(WHAT IS NEEDED):
Count the lines in the records below that contain the string "jacket", matching case exactly, and give only the number.

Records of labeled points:
------------

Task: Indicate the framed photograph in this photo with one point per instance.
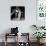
(17, 12)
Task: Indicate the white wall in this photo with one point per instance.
(30, 15)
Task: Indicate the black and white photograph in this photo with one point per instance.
(17, 12)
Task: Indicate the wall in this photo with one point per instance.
(24, 26)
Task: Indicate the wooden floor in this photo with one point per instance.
(13, 44)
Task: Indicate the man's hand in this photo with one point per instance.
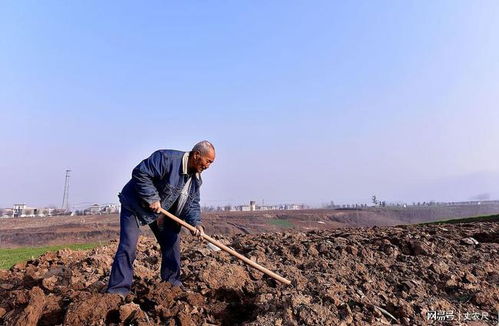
(199, 231)
(155, 206)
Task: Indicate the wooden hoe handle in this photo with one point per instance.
(227, 249)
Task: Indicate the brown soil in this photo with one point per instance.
(346, 276)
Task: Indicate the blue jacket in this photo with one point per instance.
(159, 178)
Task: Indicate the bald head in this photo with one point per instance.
(204, 147)
(201, 157)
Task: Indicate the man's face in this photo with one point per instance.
(202, 162)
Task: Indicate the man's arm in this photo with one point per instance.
(153, 167)
(193, 214)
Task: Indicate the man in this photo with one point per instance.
(169, 179)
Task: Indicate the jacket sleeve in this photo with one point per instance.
(193, 213)
(144, 174)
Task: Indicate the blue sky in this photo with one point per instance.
(305, 101)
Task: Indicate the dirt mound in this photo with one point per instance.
(375, 276)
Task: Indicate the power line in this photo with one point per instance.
(65, 196)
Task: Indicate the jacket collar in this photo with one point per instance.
(185, 160)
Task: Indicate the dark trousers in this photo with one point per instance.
(120, 280)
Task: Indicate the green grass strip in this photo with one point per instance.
(484, 218)
(10, 257)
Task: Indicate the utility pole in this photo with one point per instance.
(65, 196)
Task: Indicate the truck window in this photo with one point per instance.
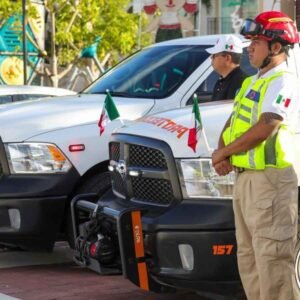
(26, 97)
(5, 99)
(204, 91)
(154, 72)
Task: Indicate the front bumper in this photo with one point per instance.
(206, 226)
(32, 208)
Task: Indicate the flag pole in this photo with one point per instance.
(108, 93)
(208, 148)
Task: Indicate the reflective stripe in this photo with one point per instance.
(246, 108)
(251, 158)
(270, 150)
(243, 118)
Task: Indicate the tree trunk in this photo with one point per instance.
(54, 77)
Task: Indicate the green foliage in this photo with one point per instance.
(106, 18)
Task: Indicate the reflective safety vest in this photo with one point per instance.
(276, 151)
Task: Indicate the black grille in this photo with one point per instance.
(146, 157)
(117, 183)
(114, 151)
(156, 191)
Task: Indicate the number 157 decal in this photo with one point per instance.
(222, 249)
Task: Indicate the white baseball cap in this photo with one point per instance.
(227, 43)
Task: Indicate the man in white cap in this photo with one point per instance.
(226, 57)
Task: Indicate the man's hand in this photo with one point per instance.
(217, 156)
(224, 167)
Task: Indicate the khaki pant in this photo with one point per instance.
(266, 218)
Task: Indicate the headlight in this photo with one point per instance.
(199, 180)
(36, 158)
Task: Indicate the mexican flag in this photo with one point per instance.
(196, 125)
(109, 112)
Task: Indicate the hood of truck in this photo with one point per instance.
(23, 120)
(173, 128)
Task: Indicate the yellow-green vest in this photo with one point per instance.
(276, 150)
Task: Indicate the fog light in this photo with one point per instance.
(187, 256)
(15, 218)
(134, 173)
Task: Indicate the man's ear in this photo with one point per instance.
(276, 48)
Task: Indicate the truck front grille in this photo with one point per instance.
(114, 151)
(156, 191)
(155, 181)
(146, 157)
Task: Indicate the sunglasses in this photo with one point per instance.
(218, 54)
(251, 28)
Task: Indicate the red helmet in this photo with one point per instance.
(271, 25)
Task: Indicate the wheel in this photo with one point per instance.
(99, 184)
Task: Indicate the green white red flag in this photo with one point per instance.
(109, 112)
(196, 125)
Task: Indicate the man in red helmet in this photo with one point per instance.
(257, 142)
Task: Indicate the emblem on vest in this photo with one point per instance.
(253, 95)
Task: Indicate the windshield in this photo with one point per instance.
(154, 72)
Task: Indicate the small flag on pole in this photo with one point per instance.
(196, 126)
(109, 112)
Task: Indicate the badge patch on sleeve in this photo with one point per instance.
(253, 95)
(285, 102)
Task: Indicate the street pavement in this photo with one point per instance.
(54, 276)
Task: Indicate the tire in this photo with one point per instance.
(97, 183)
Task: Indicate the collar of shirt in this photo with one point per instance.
(281, 67)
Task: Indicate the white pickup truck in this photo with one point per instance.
(51, 150)
(168, 221)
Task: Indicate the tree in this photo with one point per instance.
(75, 24)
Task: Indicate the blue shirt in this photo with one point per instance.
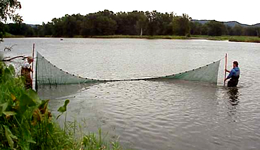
(235, 72)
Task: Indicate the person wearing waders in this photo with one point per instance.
(26, 72)
(233, 75)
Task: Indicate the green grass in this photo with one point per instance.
(219, 38)
(253, 39)
(26, 123)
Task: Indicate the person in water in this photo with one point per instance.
(26, 72)
(233, 75)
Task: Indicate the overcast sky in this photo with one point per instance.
(247, 12)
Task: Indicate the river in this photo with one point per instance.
(155, 115)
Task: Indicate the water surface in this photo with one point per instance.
(156, 115)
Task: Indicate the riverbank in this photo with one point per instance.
(252, 39)
(27, 123)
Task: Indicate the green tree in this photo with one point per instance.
(238, 30)
(216, 28)
(7, 11)
(181, 25)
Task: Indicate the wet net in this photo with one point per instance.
(49, 74)
(208, 73)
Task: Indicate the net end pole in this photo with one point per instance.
(225, 69)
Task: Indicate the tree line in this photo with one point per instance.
(126, 23)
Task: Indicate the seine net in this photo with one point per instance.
(49, 74)
(208, 73)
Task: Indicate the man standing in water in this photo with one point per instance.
(233, 75)
(26, 72)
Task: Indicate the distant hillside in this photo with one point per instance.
(228, 23)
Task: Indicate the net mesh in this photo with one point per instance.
(208, 73)
(47, 73)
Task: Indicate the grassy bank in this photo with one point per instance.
(26, 123)
(253, 39)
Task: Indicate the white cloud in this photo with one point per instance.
(38, 11)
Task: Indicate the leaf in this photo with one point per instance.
(3, 108)
(13, 97)
(26, 102)
(9, 136)
(63, 108)
(43, 106)
(9, 113)
(12, 70)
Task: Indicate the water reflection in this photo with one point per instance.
(233, 96)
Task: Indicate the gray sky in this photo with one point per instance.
(247, 12)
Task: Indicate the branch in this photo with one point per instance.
(13, 58)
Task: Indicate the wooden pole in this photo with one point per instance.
(225, 69)
(33, 79)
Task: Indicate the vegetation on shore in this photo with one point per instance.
(131, 24)
(26, 123)
(252, 39)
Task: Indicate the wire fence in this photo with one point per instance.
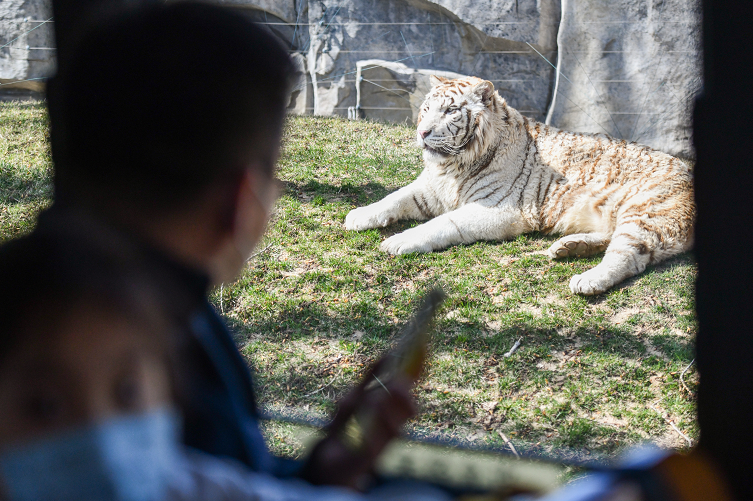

------------

(SOLUTION TO THE PROBLEM):
3